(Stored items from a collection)
★ ★ ★

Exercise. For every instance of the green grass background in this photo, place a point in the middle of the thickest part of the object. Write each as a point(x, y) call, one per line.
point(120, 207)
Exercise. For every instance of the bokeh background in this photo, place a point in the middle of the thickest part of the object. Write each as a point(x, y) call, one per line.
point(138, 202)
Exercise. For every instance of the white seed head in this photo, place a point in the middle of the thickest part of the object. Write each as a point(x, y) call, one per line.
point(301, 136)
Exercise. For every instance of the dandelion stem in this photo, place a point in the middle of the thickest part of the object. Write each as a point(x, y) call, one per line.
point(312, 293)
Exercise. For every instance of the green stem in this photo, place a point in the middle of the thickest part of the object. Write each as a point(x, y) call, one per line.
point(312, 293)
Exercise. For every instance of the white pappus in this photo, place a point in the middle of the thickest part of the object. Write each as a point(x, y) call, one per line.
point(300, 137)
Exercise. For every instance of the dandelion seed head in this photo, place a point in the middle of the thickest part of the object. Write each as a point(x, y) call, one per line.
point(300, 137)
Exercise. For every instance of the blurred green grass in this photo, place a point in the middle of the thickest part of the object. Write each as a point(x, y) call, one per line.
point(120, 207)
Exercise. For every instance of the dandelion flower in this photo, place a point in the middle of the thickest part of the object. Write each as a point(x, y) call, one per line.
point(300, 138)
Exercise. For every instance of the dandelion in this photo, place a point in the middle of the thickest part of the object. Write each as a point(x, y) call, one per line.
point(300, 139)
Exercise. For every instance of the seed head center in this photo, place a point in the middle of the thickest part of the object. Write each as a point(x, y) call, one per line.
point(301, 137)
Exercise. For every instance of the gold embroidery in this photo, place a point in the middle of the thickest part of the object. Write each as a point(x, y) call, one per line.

★ ★ ★

» What to produce
Edit all of the lines above so that "thickest part" becomes "widest part" wherever it appears, and keep every other word the same.

» Correct output
Exercise. For every instance of the green grass background in this photo, place a point in the middle of the widest part of the object. Write each as a point(x, y) call, one per line.
point(120, 207)
Exercise. For every instance of the bokeh background in this photo, place a point in the middle of the widest part of the object. Write each as a point(x, y) call, one per line.
point(138, 202)
Exercise. For every instance of the white seed head in this photo, place a point in the middle of the widest part of the object. Write each as a point(x, y) call, one per line.
point(301, 136)
Exercise. For every instance of the dandelion stem in this photo, place a point in the middle of the widest part of the object. Write each as a point(x, y) call, one per line.
point(312, 293)
Exercise. For every instance of the green stem in this photo, place a point in the middle of the widest part of the object. Write each as a point(x, y) call, one per line.
point(312, 293)
Exercise. For every instance of the white pappus in this photo, place a point in the middle of the widest part of the object. Write each as a point(x, y) call, one per line.
point(300, 137)
Exercise. For every instance of the dandelion seed head in this photo, place a point in the middle of the widest part of the object. Write each as a point(x, y) call, one per line.
point(300, 137)
Exercise. For every instance of the blurred green grass in this photo, place a point in the middle of the widest part of the object. Write each as a point(x, y) call, one per line.
point(120, 207)
Exercise. For every instance of the dandelion flower in this photo, place a point in the middle of the widest part of the object. Write each as a point(x, y) call, one per line.
point(300, 138)
Exercise. For every instance of the dandelion in this photo, place a point in the middle of the widest part of the object. Write each as a point(x, y) call, one per line.
point(300, 139)
Exercise. For every instance of the seed head center in this photo, place a point in the middle of the widest part of the object. Write each as a point(x, y) call, one per line.
point(301, 137)
Exercise. For every instance of the gold embroidery in this photo, place a point in the middle of the widest part of the object. Write each as a point(x, y) call, one per line.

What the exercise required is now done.